Reproduce exactly the span of lines beginning at the one with "like [[83, 70]]." and ending at the last line of the data below, omitting pictures.

────────────────────

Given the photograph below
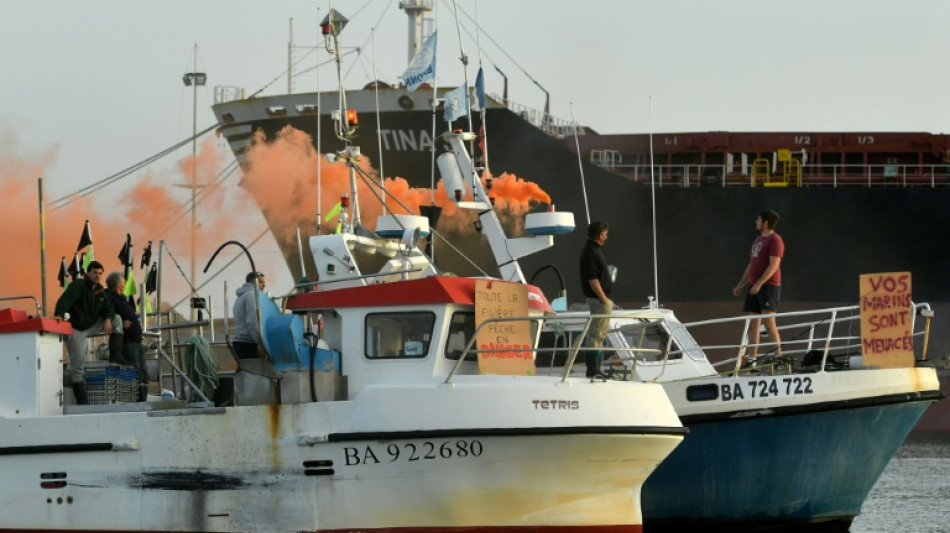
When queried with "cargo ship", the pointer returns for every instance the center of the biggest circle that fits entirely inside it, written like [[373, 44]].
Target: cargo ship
[[681, 206]]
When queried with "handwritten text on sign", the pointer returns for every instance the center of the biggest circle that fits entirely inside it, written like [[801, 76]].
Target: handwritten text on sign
[[508, 344], [886, 329]]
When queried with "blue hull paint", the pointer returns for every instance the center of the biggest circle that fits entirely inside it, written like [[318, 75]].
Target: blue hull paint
[[802, 467]]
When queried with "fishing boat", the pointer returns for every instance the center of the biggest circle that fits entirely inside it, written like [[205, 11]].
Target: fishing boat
[[798, 441], [372, 440], [706, 187], [391, 397]]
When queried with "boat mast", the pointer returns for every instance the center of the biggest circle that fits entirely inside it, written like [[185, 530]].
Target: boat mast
[[344, 121], [416, 11]]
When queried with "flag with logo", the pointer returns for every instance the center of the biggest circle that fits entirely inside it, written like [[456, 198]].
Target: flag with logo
[[146, 255], [75, 268], [478, 103], [422, 67], [456, 103], [334, 211]]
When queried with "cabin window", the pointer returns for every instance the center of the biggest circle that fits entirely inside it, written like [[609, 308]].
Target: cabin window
[[650, 341], [554, 347], [395, 335], [461, 330]]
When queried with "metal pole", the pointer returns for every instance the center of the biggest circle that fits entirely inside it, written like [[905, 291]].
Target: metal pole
[[42, 247], [194, 179]]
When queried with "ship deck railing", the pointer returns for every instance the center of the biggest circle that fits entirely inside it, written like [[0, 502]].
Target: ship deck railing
[[829, 176], [811, 340]]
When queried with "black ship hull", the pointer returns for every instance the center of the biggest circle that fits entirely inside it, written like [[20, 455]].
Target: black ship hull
[[702, 233]]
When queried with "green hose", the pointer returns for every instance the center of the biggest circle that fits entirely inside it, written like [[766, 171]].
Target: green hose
[[201, 366]]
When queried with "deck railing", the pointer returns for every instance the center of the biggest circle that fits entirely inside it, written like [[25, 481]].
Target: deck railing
[[900, 176], [816, 338]]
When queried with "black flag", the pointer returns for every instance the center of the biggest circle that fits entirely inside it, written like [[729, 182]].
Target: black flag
[[151, 281], [125, 254], [86, 238], [147, 255], [63, 272]]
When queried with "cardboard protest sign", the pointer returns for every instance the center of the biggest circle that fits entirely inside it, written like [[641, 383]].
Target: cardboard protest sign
[[501, 299], [887, 339]]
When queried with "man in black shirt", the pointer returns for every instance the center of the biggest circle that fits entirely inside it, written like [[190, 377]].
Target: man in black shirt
[[596, 283]]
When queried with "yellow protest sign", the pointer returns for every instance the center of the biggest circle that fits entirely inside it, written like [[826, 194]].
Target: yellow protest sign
[[887, 339], [502, 299]]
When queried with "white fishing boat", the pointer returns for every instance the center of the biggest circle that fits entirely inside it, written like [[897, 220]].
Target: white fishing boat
[[799, 440], [380, 406]]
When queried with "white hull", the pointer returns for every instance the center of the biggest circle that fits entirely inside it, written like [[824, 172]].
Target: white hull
[[344, 466]]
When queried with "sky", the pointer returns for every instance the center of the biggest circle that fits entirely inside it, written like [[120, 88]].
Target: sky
[[91, 88]]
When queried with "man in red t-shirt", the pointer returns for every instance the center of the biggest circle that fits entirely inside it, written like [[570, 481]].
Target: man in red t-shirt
[[763, 274]]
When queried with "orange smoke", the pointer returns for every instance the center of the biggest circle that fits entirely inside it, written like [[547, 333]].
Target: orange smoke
[[152, 209], [282, 176]]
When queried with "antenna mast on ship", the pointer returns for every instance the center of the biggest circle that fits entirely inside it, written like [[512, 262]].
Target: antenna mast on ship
[[416, 10], [344, 120]]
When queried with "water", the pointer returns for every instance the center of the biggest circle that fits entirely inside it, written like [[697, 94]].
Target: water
[[913, 493]]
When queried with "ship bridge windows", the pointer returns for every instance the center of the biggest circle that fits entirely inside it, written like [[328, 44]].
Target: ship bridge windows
[[397, 335]]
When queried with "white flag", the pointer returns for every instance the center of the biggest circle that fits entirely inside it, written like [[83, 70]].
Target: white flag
[[456, 103], [422, 67]]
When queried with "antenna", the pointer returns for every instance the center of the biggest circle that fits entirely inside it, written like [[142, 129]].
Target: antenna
[[656, 283], [580, 164]]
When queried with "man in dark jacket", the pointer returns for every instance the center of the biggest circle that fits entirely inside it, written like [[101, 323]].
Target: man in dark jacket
[[132, 349], [246, 340], [90, 313]]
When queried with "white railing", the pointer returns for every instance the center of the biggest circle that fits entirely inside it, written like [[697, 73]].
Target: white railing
[[825, 335]]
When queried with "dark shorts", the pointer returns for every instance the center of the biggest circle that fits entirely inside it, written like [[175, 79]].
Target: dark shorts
[[766, 301]]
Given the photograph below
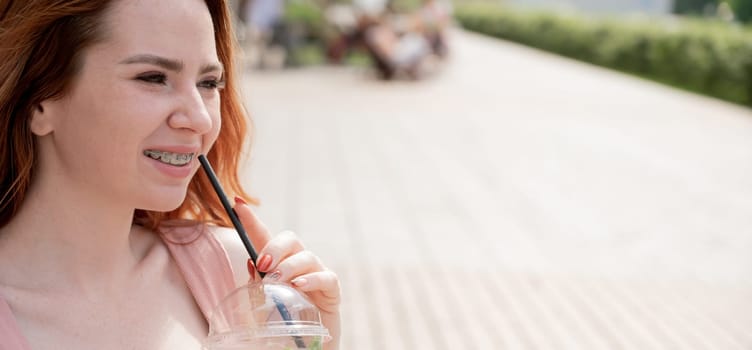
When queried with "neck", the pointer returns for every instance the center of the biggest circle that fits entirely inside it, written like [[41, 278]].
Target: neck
[[65, 238]]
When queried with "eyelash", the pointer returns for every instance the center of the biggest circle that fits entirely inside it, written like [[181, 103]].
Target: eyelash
[[161, 79]]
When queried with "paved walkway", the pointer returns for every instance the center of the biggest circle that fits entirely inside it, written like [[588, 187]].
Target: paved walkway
[[517, 200]]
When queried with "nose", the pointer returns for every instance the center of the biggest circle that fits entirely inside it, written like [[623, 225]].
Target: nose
[[191, 113]]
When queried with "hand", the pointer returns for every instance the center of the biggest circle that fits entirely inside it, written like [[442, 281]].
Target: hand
[[285, 259]]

────────────────────

Answer to this problem:
When queried with "white flag", the pointer returns for every instance the center of the biggest circle that fits entirely inside it, written like [[83, 70]].
Target: white flag
[[456, 103], [422, 67]]
When queried with "antenna", the pointer returns for every instance the center of the biggest circle that fits entirely inside it, written like [[142, 129]].
Target: antenna
[[656, 283], [580, 164]]
When queried with "man in dark jacket", the pointer returns for every instance the center of the biggest circle that fits entirely inside it, written like [[101, 323]].
Target: man in dark jacket
[[132, 349], [246, 340], [90, 313]]
When queried with "white railing", the pointer returns for every instance the center of the biggest circle that fits entirely inside it, written like [[697, 73]].
Target: white railing
[[825, 335]]
When queried with "dark shorts", the pointer returns for every instance the center of the biggest circle that fits entirely inside it, written like [[175, 79]].
Target: dark shorts
[[766, 301]]
Given the photograph below
When queried with "neck", the pointer returns for every instance the center of the biggest circle that fits entirely inside it, written like [[41, 278]].
Target: neck
[[65, 238]]
When queried with "eyelash", the pointer returns for every instance the center of the biggest circle that fits entirely inside it, written like [[181, 103]].
Target: eyelash
[[161, 79]]
When queried with "paved walkway", the pointer returns for every instance the center of the biggest circle that fits entirely inside it, written like [[588, 187]].
Target: paved walkway
[[517, 200]]
When queried with "nose", the pointer returns for every instance the center of the biggest circle that fits entirely inside it, written like [[623, 225]].
Target: nose
[[191, 113]]
When queried with "hand", the pointer returns for every instance the center of the biggest circle that fits entirely inside it, written like [[442, 281]].
Target: hand
[[285, 259]]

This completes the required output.